- [Task details]: Write the next part of the news story about the locked-out janitors at the Icon condominium, picking up after its final sentence. Do not continue the lines that follow it.

═══ Passage to read

For almost four months, Emma Llanes, a cleaner at the building with six years of service, was forced to purchase her heart medications out-of-pocket, because she didn’t have access to her benefits plan.
For several weeks, Llanes and her colleagues remained uncertain about their jobs, their livelihoods and their future.
This week the workers can finally resume their unionized jobs as the employer backed down from a concessionary and insulting offer.
The employer, Luciano Janitorial Services, is the cleaning company contracted by the Icon condominium on 250 and 270 Wellington St.
When the collective agreement expired this year, Luciano’s new contract proposal removed two of the four paid sick days, heavily slashed benefits and offered a meagre 30 cent wage increase over three years to $14.80 an hour.
According to Service International Employees Union (SEIU) Local 2’s press release, the janitors would have had to contribute $1,000 annually for benefits compared to the $200 in their old contract.
As negotiations broke down and the workers rejected the offer, they were locked out of the building and replaced by scabs.
During the lockout, the workers stayed on the picket line and reached out to the residents, petitioning them and handing out flyers. Periodically, they were joined by community allies to hold demonstrations outside the condo building.
Spadina-Fort York MPP Chris Glover and Mae Nam were among the NDP politicians who came out to support the janitors.
Meanwhile, the board of directors of the Icon condominium as well as the property management company (DEL), stayed silent throughout the affair.
While the decision-makers waited for them to buckle, the workers ardently defended their jobs even as they were forced to seek temporary, part-time work elsewhere.
“One of them was doing some construction work on weekends and he would have to travel to Orangeville four hours, work for four hours and then come back which was another four hour ride,” said Jorge Villa, an organizer with SEIU Local 2.
He said although the workers were able to find stable work over the past few weeks, finding jobs with benefits was the biggest problem.
“Emma [Llanes] really needed her heart medication,” he said. “She did find a part time job but it wasn’t offering benefits.”
Villa said the union increased the strike pay as a special allowance for these janitors due to their low wages.

══════
═══ Stored data

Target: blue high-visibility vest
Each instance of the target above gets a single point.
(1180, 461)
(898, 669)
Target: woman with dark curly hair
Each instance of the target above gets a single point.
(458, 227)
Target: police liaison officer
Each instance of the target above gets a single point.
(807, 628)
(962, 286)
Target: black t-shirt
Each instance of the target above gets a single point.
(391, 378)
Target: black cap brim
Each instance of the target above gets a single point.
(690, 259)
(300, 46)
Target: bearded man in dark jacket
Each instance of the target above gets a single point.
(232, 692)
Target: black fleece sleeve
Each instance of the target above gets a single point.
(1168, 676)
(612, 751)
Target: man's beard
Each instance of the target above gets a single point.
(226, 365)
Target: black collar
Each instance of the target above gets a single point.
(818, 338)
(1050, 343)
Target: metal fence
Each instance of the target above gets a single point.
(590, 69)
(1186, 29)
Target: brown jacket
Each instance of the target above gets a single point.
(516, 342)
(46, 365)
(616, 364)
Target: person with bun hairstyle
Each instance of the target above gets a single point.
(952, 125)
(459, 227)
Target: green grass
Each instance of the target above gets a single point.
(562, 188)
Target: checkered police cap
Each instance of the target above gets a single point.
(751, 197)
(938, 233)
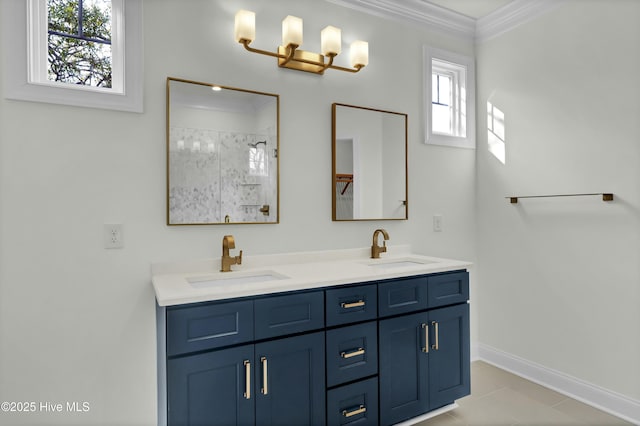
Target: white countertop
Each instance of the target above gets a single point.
(177, 283)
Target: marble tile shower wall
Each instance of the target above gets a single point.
(211, 177)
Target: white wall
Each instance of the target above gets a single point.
(559, 277)
(76, 320)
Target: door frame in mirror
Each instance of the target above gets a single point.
(334, 177)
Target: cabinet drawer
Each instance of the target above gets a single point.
(402, 295)
(352, 353)
(352, 304)
(289, 314)
(448, 289)
(208, 326)
(356, 403)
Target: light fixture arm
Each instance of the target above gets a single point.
(287, 60)
(290, 56)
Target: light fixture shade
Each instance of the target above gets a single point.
(331, 41)
(359, 53)
(292, 31)
(245, 27)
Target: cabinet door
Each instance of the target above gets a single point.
(290, 381)
(404, 365)
(449, 357)
(211, 388)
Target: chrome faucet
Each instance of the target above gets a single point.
(229, 243)
(375, 248)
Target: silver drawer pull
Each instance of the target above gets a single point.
(425, 327)
(361, 409)
(247, 378)
(437, 345)
(359, 351)
(265, 376)
(352, 304)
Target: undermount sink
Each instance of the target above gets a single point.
(231, 279)
(399, 263)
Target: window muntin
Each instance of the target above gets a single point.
(449, 99)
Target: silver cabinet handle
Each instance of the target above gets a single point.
(361, 409)
(425, 327)
(355, 352)
(247, 380)
(435, 325)
(357, 304)
(265, 388)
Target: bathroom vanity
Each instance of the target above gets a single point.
(312, 338)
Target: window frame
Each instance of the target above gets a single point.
(29, 18)
(456, 61)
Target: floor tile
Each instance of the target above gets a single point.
(499, 398)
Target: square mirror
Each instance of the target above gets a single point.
(222, 154)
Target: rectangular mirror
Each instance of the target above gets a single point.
(222, 154)
(369, 164)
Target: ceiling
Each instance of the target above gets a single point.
(472, 8)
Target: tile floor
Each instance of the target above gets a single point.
(501, 398)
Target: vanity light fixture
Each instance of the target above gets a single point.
(289, 56)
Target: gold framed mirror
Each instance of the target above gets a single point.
(222, 154)
(369, 167)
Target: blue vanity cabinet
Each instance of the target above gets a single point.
(449, 356)
(424, 350)
(290, 381)
(404, 368)
(253, 361)
(373, 353)
(212, 388)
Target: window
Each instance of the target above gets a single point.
(79, 43)
(449, 99)
(78, 52)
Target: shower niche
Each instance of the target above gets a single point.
(222, 154)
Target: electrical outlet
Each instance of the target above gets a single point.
(437, 223)
(113, 235)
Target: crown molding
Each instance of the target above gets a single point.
(441, 19)
(510, 16)
(417, 12)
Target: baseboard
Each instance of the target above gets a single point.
(603, 399)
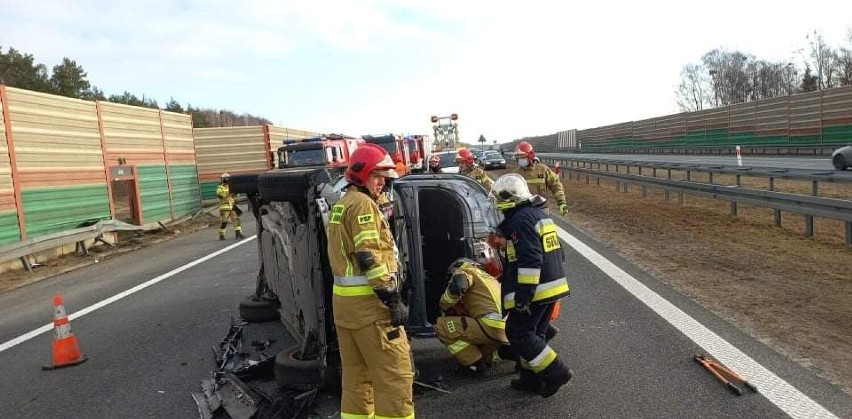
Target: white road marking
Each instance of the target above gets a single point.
(48, 327)
(788, 398)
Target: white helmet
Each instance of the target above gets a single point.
(510, 190)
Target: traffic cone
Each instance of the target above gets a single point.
(66, 351)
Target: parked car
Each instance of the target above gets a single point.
(492, 160)
(842, 158)
(435, 220)
(448, 161)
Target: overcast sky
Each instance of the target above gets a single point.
(509, 69)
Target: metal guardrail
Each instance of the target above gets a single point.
(809, 205)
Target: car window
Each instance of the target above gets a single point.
(448, 159)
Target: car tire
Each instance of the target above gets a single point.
(243, 183)
(294, 373)
(839, 162)
(255, 310)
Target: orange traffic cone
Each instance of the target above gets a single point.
(66, 351)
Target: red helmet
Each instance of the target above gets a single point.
(465, 156)
(369, 158)
(524, 149)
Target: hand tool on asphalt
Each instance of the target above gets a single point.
(720, 371)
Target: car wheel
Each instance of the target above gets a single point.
(243, 183)
(255, 310)
(839, 162)
(292, 372)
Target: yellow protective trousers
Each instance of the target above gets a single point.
(377, 372)
(470, 339)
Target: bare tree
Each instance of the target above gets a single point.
(822, 60)
(693, 92)
(843, 61)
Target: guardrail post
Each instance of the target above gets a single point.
(809, 219)
(734, 203)
(669, 177)
(777, 211)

══════

- [Output below]:
Ultimately, as the workers refused to back down, the employer caved in.
According to the new agreement, which was ratified last week, the workers retain their benefits plan and paid sick days, while getting a cumulative wage increase of 80 cents over three years.
“We were able to stand up for ourselves against changes that would hurt us. This only worked because we stood together,” said Castaneto Villamor, as quoted in SEIU’s press release.
Busting the union
Luciano Janitorial Services took over the cleaning contract at the Icon condominium building last year. Due to successor rights, the five-member cleaning staff maintained their union membership.
The Liberal government in Ontario had included successor rights for certain industries when it substantially reformed labour laws through Bill 148 in 2017. While the Ford government rolled back most of the reforms, it retained successor rights for workers in building services.
Prior to 2017, lack of successor rights led to the decertification of janitors’ unions in buildings where cleaning services are contracted out. Without those rights, when a new contractor takes over, the union is automatically decertified and has to be formed again – which is not an easy task.
Without the support of a union, compensation packages can be easily reduced – saving money for the contractor and the property manager.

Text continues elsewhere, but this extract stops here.